▶ [TUGAS YANG DIMINTA]
Salin tanpa perubahan bagian teks bacaan tentang malam Paskah 2021 di Bello, dari "Di Angka 11.00" sampai dengan "hanya diterangi lilin.".

Di Angka 11.00 Berpuncak Pada 02.00 (Mencekam)
Malam itu, minggu
paskah 2021 hujan yang mengguyur Bello dan sekitarnya disertai angin semenjak
Kamis Putih menggurung niat kebanyakan insan beriman menuju kapela merayakan
misteri iman itu. Saya tidak tahu entah mulai jam berapa listrik diseputaran
Bello padam, yang pastinya pada pukul 19.00 malam itu saya sempat menuangkan
isi hati saya dalam satu tulisan dengan judul “alam merayakan paskah 2021
dengan caranya sendiri” hanya diterangi lilin.
Malam itu
diterangi lilin dan pelita sumbu buatan sang istri tercinta kami sekeluarga
menikmati makan malam bersama. Kami tidak seperti biasa setelah makan malam
pasti rekreasi, ada yang nonton tv, ada yang dengar music dan biasanya kalau
tidak ada urusan, saya biasanya main music atau nonton bola kaki, kebetulan
pramusim (piala menpora) 2021 sedang dihelat yang disiarkan secara live oleh
indosiar.
Kami
sekeluarga tidur malam itu, sekitar
pukul 21.00. Hujan angin dalam
taraf normal terus mengiringi kami. Di
angka 11.00 suasana mulai mencekam. Dirumah utama kami ada 4 kamar tidur dan
ada ruang lain yang tersedia di bawah yang selama ini digunakan oleh sang
ganteng Ginto untuk tidur dan aktifitas sekolahnya karena memang suasana
pandemi menuntut sekolah online.

▶ [DATA TEREKAM]
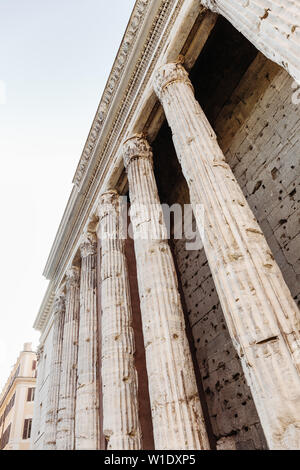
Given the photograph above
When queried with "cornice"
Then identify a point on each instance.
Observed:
(160, 35)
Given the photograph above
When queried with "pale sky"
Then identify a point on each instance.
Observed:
(55, 58)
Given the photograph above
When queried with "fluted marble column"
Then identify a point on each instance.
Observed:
(176, 410)
(55, 372)
(87, 428)
(121, 425)
(272, 26)
(65, 437)
(261, 314)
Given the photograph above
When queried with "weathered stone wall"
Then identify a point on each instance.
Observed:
(264, 155)
(257, 126)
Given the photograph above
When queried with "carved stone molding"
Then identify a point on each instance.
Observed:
(169, 73)
(88, 245)
(136, 147)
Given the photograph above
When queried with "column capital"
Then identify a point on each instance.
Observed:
(169, 73)
(39, 352)
(136, 147)
(59, 303)
(210, 5)
(73, 277)
(88, 244)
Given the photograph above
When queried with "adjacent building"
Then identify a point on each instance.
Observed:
(16, 402)
(147, 342)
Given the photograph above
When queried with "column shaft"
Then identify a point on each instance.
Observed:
(87, 431)
(55, 371)
(176, 410)
(272, 26)
(262, 317)
(121, 425)
(65, 437)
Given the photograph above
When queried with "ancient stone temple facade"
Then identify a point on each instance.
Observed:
(155, 339)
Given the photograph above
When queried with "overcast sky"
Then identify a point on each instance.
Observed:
(55, 58)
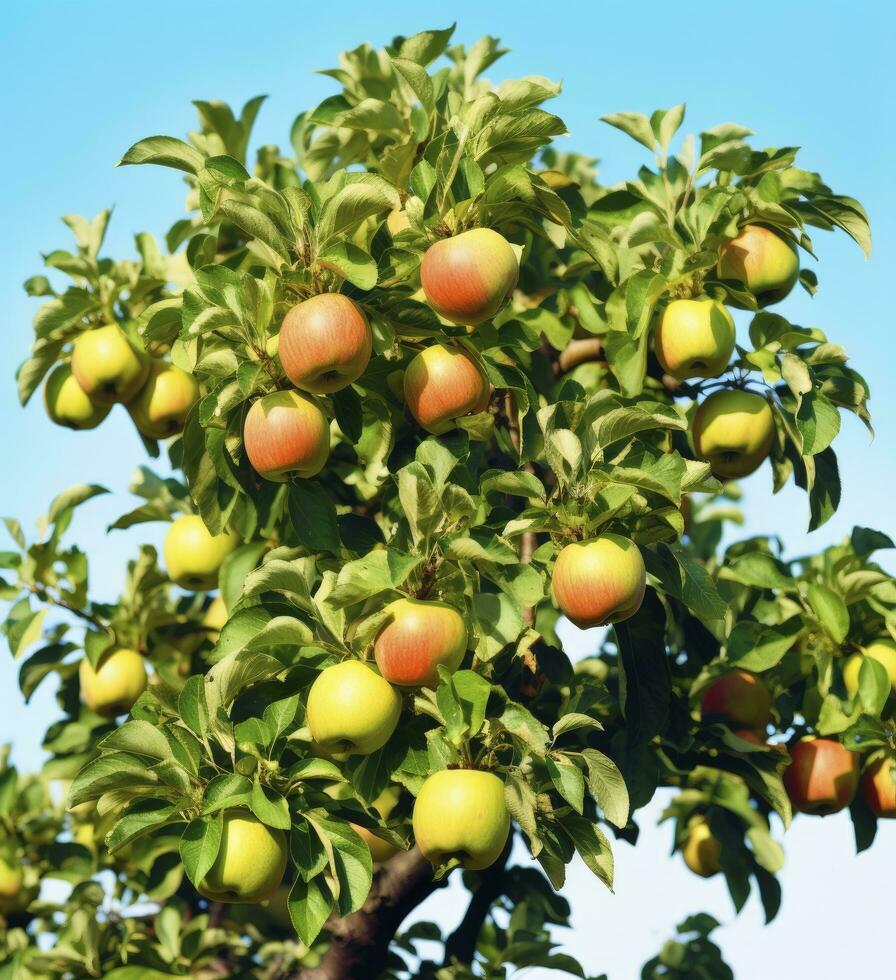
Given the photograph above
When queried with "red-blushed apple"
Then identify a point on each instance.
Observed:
(351, 710)
(599, 581)
(160, 407)
(878, 787)
(421, 637)
(442, 384)
(733, 431)
(694, 338)
(467, 278)
(325, 343)
(763, 260)
(461, 814)
(822, 777)
(739, 698)
(286, 434)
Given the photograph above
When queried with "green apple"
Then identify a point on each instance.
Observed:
(251, 861)
(694, 338)
(461, 813)
(109, 368)
(111, 688)
(193, 555)
(68, 404)
(351, 710)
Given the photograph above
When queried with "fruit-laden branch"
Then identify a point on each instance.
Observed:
(359, 943)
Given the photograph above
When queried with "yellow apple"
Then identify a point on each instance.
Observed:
(114, 685)
(251, 861)
(193, 555)
(694, 338)
(733, 430)
(109, 368)
(68, 404)
(461, 813)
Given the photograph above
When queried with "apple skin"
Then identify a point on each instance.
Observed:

▶ [JAWABAN BERIKUT]
Di Angka 11.00 Berpuncak Pada 02.00 (Mencekam)
Malam itu, minggu
paskah 2021 hujan yang mengguyur Bello dan sekitarnya disertai angin semenjak
Kamis Putih menggurung niat kebanyakan insan beriman menuju kapela merayakan
misteri iman itu. Saya tidak tahu entah mulai jam berapa listrik diseputaran
Bello padam, yang pastinya pada pukul 19.00 malam itu saya sempat menuangkan
isi hati saya dalam satu tulisan dengan judul “alam merayakan paskah 2021
dengan caranya sendiri” hanya diterangi lilin.